— Start PROVIDED PASSAGE —

Why the Smartest SLTs Are Choosing a VA Over a Full-Time Assistant

There’s a particular kind of fizzy, busy season that descends on every leadership team at a certain stage of growth. It doesn’t announce itself loudly. It just quietly accumulates leading to a little less productivity and a few things falling through the cracks.

It’s the Townhall venue that nobody booked until someone panicked the week before. 

It’s the summer party that’s somehow creeping up on HR again, even though HR has approximately forty-seven more important things to be focused on. 

It’s the new starter who joined on Monday and still doesn’t have a proper welcome because everyone assumed someone else had handled it.

And then there’s the travel. Multiple senior people booking their own trains and hotels with no central coordination, no policy, no oversight, until finance pulls the quarterly report and quietly has a small breakdown.

None of these things are catastrophic on their own. But together? They create a low hum of operational friction that sits underneath every leadership meeting, every strategy session, every conversation about growth. 

The important work is happening. But the small stuff is leaking, and everyone can feel it even if nobody’s quite said it out loud yet.

This is the invisible gap. And it lives inside almost every growing leadership team I’ve worked with over the past seven years, but there is a brilliant, flexible and highly skilled solution.

More Success Means The Gaps Start Showing

When a strong leadership starts working really well, the gaps get more visible, not less. The areas to tighten up start to be visible.

When everyone is aligned, moving fast, and focused on the right things, the operational details that used to get absorbed by busyness suddenly become more obvious.

— End PROVIDED PASSAGE —
— Start EXTRACTED MATERIAL —

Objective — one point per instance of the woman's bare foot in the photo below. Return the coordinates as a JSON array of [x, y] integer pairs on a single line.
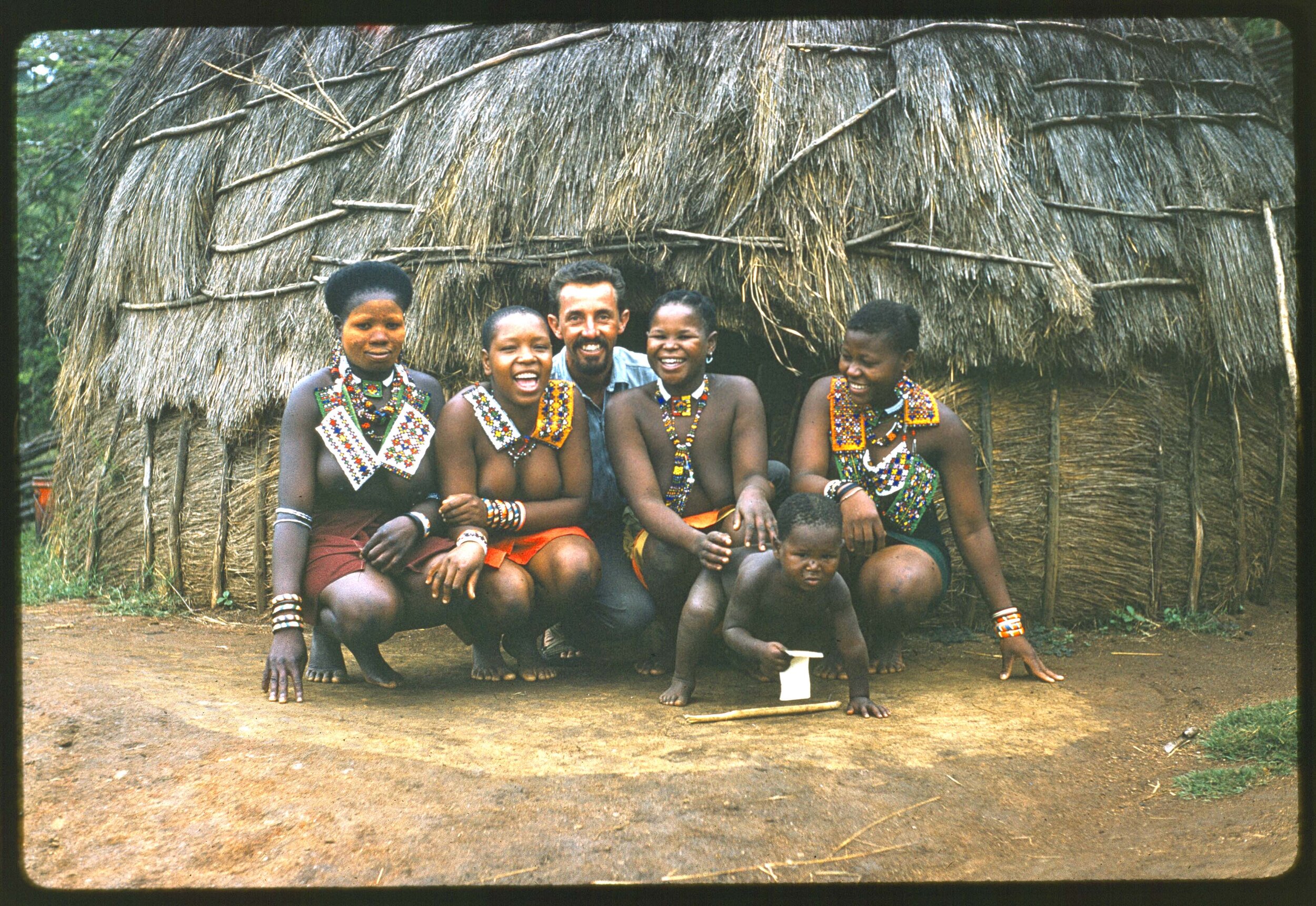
[[530, 663], [832, 667], [678, 693], [888, 655], [325, 663], [374, 667], [487, 662]]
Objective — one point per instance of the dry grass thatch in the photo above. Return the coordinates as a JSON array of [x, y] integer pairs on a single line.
[[1073, 199]]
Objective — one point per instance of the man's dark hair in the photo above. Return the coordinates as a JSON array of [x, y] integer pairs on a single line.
[[493, 321], [356, 283], [696, 303], [587, 274], [882, 316], [807, 510]]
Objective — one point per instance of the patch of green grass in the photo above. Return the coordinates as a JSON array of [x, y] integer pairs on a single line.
[[1218, 783], [1267, 736], [46, 579], [1203, 621], [1053, 641]]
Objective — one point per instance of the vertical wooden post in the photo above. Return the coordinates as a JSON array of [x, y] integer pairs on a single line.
[[1286, 340], [1195, 492], [222, 533], [258, 547], [1243, 563], [1053, 512], [94, 539], [175, 513], [148, 522], [1268, 583], [1157, 520]]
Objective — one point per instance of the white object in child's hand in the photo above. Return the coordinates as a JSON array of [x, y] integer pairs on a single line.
[[795, 679]]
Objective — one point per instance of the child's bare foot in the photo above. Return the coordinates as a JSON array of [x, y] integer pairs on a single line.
[[657, 663], [678, 693], [375, 668], [530, 663], [325, 662], [888, 657], [487, 663], [832, 667]]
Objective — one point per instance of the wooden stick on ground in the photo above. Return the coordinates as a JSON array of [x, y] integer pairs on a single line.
[[869, 828], [762, 712], [789, 863]]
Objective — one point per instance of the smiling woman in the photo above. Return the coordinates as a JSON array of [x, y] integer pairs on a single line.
[[516, 484], [353, 530]]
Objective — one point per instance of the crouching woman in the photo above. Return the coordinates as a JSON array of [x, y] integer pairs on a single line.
[[516, 486], [358, 494]]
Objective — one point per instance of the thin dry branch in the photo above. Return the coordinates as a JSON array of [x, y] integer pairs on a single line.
[[870, 826], [1115, 212], [965, 253], [407, 100], [278, 235], [789, 863], [306, 158], [799, 156], [1141, 283], [201, 125]]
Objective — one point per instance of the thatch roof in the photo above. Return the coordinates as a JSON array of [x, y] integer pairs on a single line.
[[983, 135]]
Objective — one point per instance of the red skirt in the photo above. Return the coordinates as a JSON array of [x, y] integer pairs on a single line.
[[337, 539]]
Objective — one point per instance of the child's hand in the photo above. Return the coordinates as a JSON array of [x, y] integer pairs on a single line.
[[862, 707], [774, 659]]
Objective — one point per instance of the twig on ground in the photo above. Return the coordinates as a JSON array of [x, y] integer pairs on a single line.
[[866, 828]]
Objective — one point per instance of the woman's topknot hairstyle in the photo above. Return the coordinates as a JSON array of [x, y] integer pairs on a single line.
[[356, 283], [698, 303], [882, 316]]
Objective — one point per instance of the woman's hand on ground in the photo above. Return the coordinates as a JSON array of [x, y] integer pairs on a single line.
[[714, 549], [285, 666], [1016, 646], [390, 543], [756, 515], [861, 525], [464, 510], [773, 659], [862, 707], [454, 570]]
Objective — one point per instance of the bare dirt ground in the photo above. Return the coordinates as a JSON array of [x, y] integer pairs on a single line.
[[151, 759]]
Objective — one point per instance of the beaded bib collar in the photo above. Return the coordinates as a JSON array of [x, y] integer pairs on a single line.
[[393, 412], [552, 424]]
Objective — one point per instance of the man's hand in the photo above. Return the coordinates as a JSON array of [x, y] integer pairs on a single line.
[[712, 549], [390, 543], [862, 707], [861, 525], [773, 658], [1016, 646]]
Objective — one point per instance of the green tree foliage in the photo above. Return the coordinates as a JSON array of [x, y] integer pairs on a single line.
[[64, 82]]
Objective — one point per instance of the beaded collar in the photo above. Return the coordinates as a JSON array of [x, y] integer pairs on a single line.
[[682, 466], [391, 412], [552, 424]]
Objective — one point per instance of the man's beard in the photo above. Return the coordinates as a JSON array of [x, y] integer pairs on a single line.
[[594, 369]]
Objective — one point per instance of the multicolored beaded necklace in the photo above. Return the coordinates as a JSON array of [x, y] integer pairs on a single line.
[[390, 412], [682, 467], [552, 422]]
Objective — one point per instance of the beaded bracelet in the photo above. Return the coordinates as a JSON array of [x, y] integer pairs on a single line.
[[477, 537], [423, 521], [1010, 622]]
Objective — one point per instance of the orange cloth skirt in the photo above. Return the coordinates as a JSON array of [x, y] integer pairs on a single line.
[[522, 549], [696, 521]]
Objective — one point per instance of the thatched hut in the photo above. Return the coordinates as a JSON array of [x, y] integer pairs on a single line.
[[1095, 219]]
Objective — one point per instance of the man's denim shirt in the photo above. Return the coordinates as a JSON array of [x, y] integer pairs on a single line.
[[628, 370]]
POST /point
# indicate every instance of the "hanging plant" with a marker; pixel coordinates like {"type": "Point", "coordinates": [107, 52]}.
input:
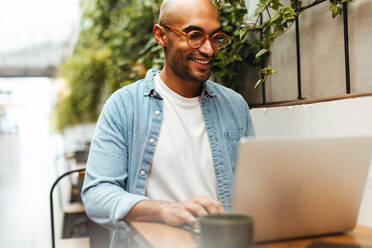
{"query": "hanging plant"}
{"type": "Point", "coordinates": [278, 19]}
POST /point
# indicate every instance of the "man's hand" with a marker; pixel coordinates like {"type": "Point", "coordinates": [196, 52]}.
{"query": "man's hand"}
{"type": "Point", "coordinates": [174, 213]}
{"type": "Point", "coordinates": [186, 212]}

— End EXTRACTED MATERIAL —

- _PROBLEMS TO WORK ON_
- A) Retype the leadership team article word for word, starting at "There’s a particular" and ending at "had handled it.".
- B) In the leadership team article, how many years has the writer spent working with growing leadership teams?
- C) Write what comes next in the leadership team article, picking up after its final sentence.

- _ANSWERS TO THE TASKS_
- A)
There’s a particular kind of fizzy, busy season that descends on every leadership team at a certain stage of growth. It doesn’t announce itself loudly. It just quietly accumulates leading to a little less productivity and a few things falling through the cracks.

It’s the Townhall venue that nobody booked until someone panicked the week before. 

It’s the summer party that’s somehow creeping up on HR again, even though HR has approximately forty-seven more important things to be focused on. 

It’s the new starter who joined on Monday and still doesn’t have a proper welcome because everyone assumed someone else had handled it.

- B) Seven years.

- C)
Who’s coordinating the offsite? Who sends the birthday gift to the team member who’s been with you for five years?

These tasks don’t belong to anyone at senior level. They distract and take focus away, but the tasks themselves do matter. In the absence of the right support, they either land with someone too senior to be doing them, or they fall through entirely.

Meanwhile, the CEO has a highly experienced PA who makes his world run smoothly. The rest of the SLT watches on and starts to feel the imbalance.

Who Leadership Teams Need to Hire for Team and Admin Support

The conversation turns to bringing someone in. A team coordinator, an executive assistant for the leadership group. And immediately, the familiar hesitation arrives.

A full-time employee feels like too much because you genuinely don’t need someone for 35 hours a week. 

A part-time or full time permanent hire still comes with recruitment costs, employer contributions, notice periods, and all the overhead of adding a headcount. 

Yet what you need isn’t complicated, it isn’t just someone competent at admin, you need someone experienced enough to support multiple senior stakeholders simultaneously, someone who can hold the thread between five different people’s priorities without dropping any of them, and who understands implicitly that discretion isn’t optional when you’re working at this level.

That’s a very specific kind of brilliant. It’s also not always obvious where to find this kind of person.

You need a highly skilled Virtual Assistant, someone confident, capable and autonomous with the flexible approach of a contractor, rather than an employee. 

For the past 7 years I’ve matched businesses with Virtual Assistants who have an incredible depth of experience, I specialist in providing seasoned Virtual Assistants with genuine experience at C-suite level, who can step in quickly, integrate with the team’s ways of working, and start making a difference before a permanent hire would even have handed in their notice.

An hour or two a day, supporting many minds. It’s a flexible, cost-effective and often transformational way of gaining support for your team.

What Changes When You Hire a VA

I’ve matched enough senior leadership teams with exceptional VAs to know what the before and after looks like.

Before:

  • Scattered travel bookings 

  • Last-minute event logistics 

  • Email ping pong just to get 5 people across multiple time zones on a call

  • Onboarding that feels slap dash and with an SOP that hasn’t been updated in far too long

  • HR pulled in directions that aren’t really HR’s job, and a low-level sense across the team that the small stuff isn’t quite under control

After:

  • A central person who owns the coordination, quietly and capably. 

  • Travel is booked on budget and within the travel policy. 

  • The Townhall is sorted six weeks out.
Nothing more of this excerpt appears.